Excerpt provided:
┄┄┄┄┄┄┄┄┄┄

2008-10-30 Thread David Fuelling
On Thu, Oct 30, 2008 at 4:01 PM, Martin Atkins [EMAIL PROTECTED]wrote:

 David Fuelling wrote:


 I would even entertain the notion of the OpenID extension doing DNS lookup
 first, then EAUT, though I need to think more on the topic.  Alternatively,
 maybe we make DNS optional.


 At this point I'll throw in my more recent post about why DNS must be
 supported and must be the primary mode, with others as fallback:

 http://www.apparently.me.uk/18285.html


Very interesting points in your blog post!!  It has me wondering the
following questions:


   1. The arguments about using DNS could apply to OpenID in general.
   However, OpenID doesn't do anything with DNS.  Why is this?  What were the
   compelling reasons to not use DNS with OpenID?  Is there an FAQ page
   somewhere about that?  I have only vague recollections on the topic.

┄┄┄┄┄┄┄┄┄┄

Task instructions:
1 – In the OpenID mailing list excerpt, what does the linked post argue about how DNS should be treated?
2 – Render this sentence from the OpenID mailing list excerpt into Spanish: "However, OpenID doesn't do anything with DNS."
3 – From the OpenID mailing list excerpt, extract the passage from "At this point" up to and including "recollections on the topic.".

Data provided:
┄┄┄┄┄┄┄┄┄┄

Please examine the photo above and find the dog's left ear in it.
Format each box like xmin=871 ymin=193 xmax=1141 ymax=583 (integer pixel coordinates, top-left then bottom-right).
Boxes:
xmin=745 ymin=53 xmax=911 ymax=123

┄┄┄┄┄┄┄┄┄┄

Answers to the exercises:
1 – DNS must be supported and must be the primary mode, with others as fallback.

2 – Sin embargo, OpenID no hace nada con DNS.

3 –
At this point I'll throw in my more recent post about why DNS must be
 supported and must be the primary mode, with others as fallback:

 http://www.apparently.me.uk/18285.html


Very interesting points in your blog post!!  It has me wondering the
following questions:


   1. The arguments about using DNS could apply to OpenID in general.
   However, OpenID doesn't do anything with DNS.  Why is this?  What were the
   compelling reasons to not use DNS with OpenID?  Is there an FAQ page
   somewhere about that?  I have only vague recollections on the topic.